> [Records for the task]
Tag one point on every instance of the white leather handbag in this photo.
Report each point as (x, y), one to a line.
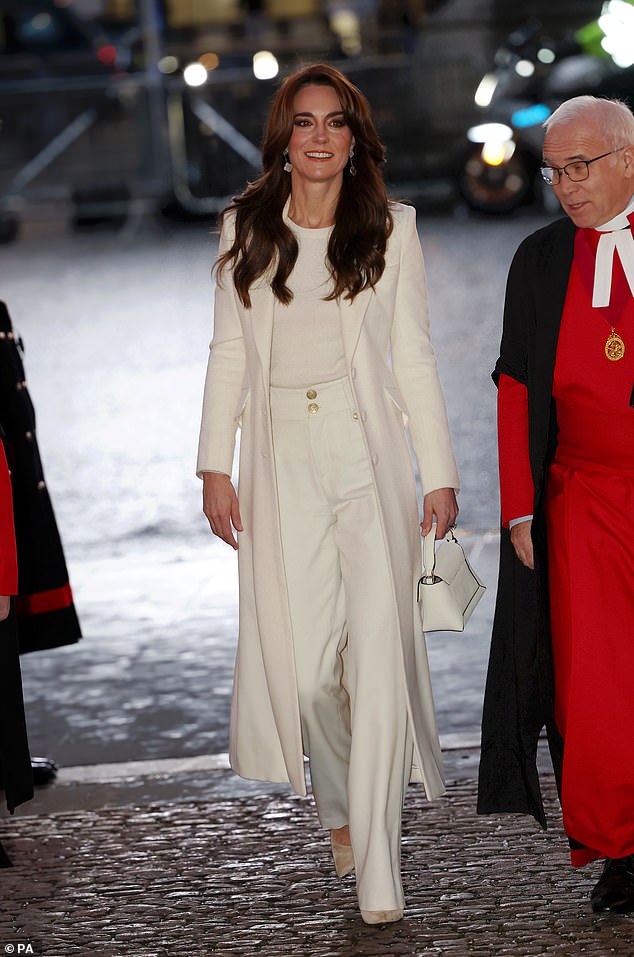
(449, 589)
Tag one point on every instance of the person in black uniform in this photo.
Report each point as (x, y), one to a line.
(45, 614)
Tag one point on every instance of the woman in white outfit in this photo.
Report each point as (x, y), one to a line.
(321, 355)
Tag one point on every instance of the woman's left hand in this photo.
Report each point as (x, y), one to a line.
(440, 504)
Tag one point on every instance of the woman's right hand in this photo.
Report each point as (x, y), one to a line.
(5, 606)
(523, 543)
(220, 505)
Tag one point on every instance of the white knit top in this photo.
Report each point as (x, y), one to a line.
(307, 345)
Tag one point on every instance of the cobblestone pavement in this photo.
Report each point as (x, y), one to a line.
(252, 877)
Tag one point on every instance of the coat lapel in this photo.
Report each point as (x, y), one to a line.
(260, 318)
(352, 316)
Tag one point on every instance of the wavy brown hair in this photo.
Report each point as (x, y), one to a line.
(363, 222)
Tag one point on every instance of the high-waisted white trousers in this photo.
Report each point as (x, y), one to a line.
(347, 646)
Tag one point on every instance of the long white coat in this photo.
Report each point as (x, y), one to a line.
(393, 374)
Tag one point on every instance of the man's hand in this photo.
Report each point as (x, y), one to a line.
(220, 505)
(523, 543)
(440, 504)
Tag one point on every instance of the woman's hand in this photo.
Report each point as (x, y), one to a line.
(523, 543)
(440, 504)
(220, 505)
(5, 606)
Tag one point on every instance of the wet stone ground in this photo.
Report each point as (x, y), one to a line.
(254, 878)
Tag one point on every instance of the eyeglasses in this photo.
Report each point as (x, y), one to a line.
(576, 171)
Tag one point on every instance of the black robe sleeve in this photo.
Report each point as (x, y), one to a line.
(519, 689)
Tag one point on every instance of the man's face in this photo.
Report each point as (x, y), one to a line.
(610, 183)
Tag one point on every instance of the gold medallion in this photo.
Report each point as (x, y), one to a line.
(614, 347)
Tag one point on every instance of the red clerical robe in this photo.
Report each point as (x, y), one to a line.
(590, 521)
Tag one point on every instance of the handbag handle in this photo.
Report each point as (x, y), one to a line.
(429, 554)
(429, 557)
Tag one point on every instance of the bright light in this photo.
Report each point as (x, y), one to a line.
(494, 153)
(524, 68)
(168, 64)
(195, 74)
(489, 132)
(265, 65)
(617, 23)
(346, 24)
(210, 61)
(486, 89)
(546, 55)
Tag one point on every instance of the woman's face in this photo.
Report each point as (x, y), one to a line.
(320, 143)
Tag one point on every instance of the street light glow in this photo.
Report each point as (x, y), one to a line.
(265, 65)
(195, 74)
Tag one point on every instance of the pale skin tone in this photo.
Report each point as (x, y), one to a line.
(5, 606)
(594, 201)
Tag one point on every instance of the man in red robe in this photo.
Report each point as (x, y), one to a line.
(562, 652)
(15, 763)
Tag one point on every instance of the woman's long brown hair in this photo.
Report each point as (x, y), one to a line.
(363, 222)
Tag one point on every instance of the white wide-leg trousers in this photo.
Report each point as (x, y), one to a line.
(347, 647)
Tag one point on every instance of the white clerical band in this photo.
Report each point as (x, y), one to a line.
(623, 242)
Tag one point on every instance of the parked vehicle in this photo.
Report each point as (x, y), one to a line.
(497, 161)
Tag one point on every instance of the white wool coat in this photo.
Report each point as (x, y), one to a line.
(393, 375)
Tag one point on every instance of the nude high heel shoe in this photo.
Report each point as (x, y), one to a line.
(381, 916)
(342, 856)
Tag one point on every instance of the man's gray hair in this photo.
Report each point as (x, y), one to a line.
(613, 117)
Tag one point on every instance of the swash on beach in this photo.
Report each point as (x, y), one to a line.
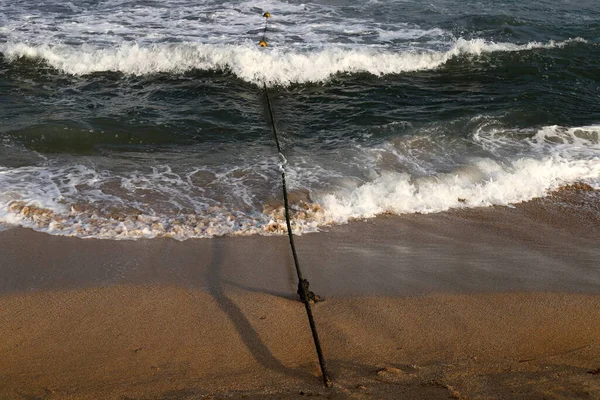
(146, 119)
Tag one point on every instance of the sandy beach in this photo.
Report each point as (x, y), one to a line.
(494, 303)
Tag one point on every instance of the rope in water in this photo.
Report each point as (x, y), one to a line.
(303, 285)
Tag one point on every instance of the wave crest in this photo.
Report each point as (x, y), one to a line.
(252, 64)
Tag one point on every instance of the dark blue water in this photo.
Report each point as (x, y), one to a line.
(144, 119)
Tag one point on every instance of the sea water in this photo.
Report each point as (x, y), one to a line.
(134, 119)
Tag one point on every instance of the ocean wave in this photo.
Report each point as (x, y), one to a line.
(252, 64)
(54, 201)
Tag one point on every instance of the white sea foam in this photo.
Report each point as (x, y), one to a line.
(79, 201)
(252, 64)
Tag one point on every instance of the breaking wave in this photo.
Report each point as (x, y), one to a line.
(252, 64)
(51, 200)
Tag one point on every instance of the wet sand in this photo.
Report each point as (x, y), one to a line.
(481, 303)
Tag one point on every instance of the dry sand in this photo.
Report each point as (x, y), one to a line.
(496, 303)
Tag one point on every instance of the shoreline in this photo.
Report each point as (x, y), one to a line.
(481, 303)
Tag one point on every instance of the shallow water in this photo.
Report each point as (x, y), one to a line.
(144, 119)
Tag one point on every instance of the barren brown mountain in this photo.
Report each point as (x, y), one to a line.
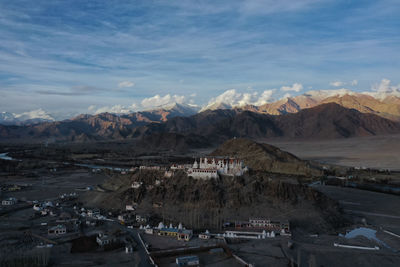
(264, 157)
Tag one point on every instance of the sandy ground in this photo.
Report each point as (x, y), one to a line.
(373, 152)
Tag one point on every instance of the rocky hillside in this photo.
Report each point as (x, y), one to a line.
(213, 127)
(388, 107)
(208, 204)
(264, 157)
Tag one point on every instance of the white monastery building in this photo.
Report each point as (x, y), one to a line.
(212, 167)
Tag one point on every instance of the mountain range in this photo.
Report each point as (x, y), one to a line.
(386, 105)
(211, 127)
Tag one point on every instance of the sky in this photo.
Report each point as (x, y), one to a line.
(74, 56)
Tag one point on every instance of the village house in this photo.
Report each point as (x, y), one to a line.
(204, 236)
(129, 207)
(59, 229)
(9, 201)
(141, 218)
(103, 239)
(212, 167)
(266, 224)
(180, 234)
(187, 261)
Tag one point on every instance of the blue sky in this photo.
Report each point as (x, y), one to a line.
(67, 56)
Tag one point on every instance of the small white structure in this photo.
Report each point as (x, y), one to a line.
(93, 213)
(9, 201)
(128, 249)
(129, 208)
(103, 239)
(204, 236)
(149, 231)
(141, 218)
(188, 261)
(136, 185)
(211, 167)
(57, 230)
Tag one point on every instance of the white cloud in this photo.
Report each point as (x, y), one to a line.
(233, 98)
(296, 87)
(384, 89)
(92, 108)
(265, 97)
(34, 114)
(116, 109)
(158, 101)
(337, 83)
(126, 84)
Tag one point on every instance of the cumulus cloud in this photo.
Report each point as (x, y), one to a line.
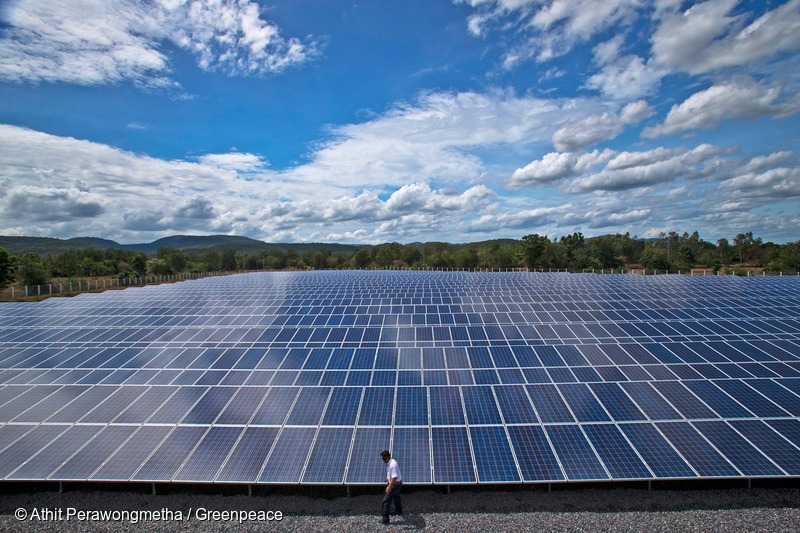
(659, 166)
(77, 185)
(433, 138)
(710, 36)
(108, 41)
(762, 178)
(552, 27)
(518, 219)
(593, 129)
(741, 98)
(556, 166)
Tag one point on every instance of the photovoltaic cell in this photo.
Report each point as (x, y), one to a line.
(537, 462)
(329, 456)
(493, 457)
(452, 457)
(577, 457)
(366, 465)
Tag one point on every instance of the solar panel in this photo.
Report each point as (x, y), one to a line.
(304, 377)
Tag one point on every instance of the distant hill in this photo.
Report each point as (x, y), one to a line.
(185, 243)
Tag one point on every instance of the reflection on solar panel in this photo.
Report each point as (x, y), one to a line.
(466, 377)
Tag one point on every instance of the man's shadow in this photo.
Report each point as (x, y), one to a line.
(408, 521)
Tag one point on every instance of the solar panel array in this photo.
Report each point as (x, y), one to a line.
(467, 377)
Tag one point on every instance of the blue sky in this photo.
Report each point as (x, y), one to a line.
(378, 121)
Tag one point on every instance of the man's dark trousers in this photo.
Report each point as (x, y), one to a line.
(392, 495)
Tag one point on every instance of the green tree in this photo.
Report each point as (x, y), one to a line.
(158, 267)
(604, 249)
(228, 261)
(411, 255)
(686, 257)
(139, 264)
(8, 268)
(174, 259)
(32, 270)
(654, 258)
(360, 258)
(213, 261)
(743, 242)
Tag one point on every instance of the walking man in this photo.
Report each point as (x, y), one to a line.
(394, 480)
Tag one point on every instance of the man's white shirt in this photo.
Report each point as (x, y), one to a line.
(392, 470)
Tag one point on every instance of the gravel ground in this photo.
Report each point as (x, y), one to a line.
(604, 509)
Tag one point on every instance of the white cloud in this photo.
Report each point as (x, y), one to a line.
(709, 36)
(552, 27)
(654, 167)
(525, 218)
(740, 98)
(593, 129)
(557, 166)
(244, 162)
(433, 138)
(626, 77)
(94, 42)
(59, 186)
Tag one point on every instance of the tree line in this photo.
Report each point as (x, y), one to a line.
(668, 252)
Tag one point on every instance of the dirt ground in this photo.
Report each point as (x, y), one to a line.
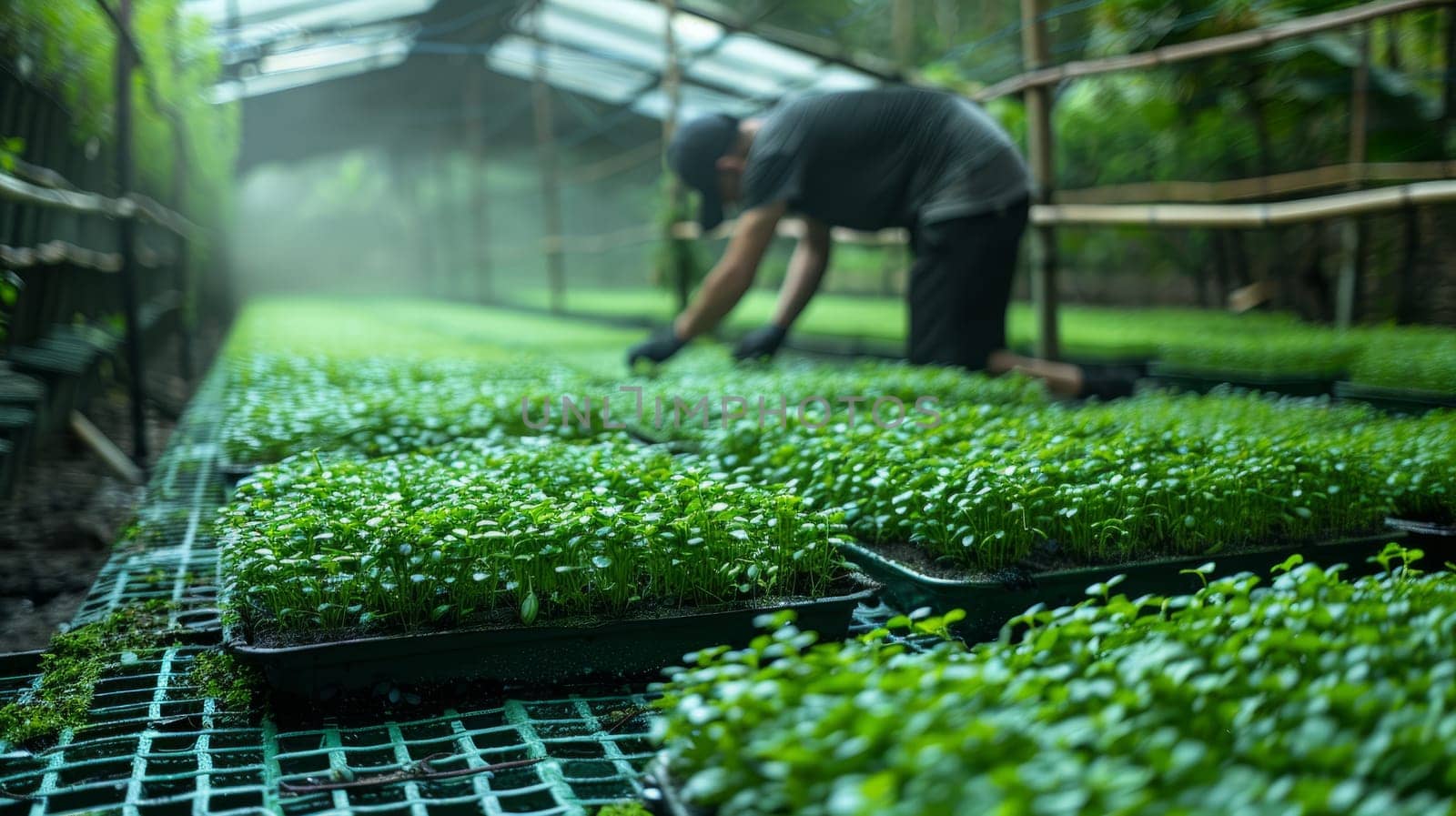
(67, 509)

> [Task statement] Repeat exactly the lines of the listing above, from the one with "Tag one point on every instance of the eyeglasses" down to the one with "Tag one point on every instance of the man's face"; both of those lines belong in the range.

> [Solution]
Tag one point on every instance of the eyeglasses in this photo.
Report each point as (x, y), one to a line.
(576, 171)
Tag one point on every instance of the black robe sleeve in this photo.
Report each point as (x, y), one to a line.
(519, 689)
Tag one point on every instance of the man's face in this photo.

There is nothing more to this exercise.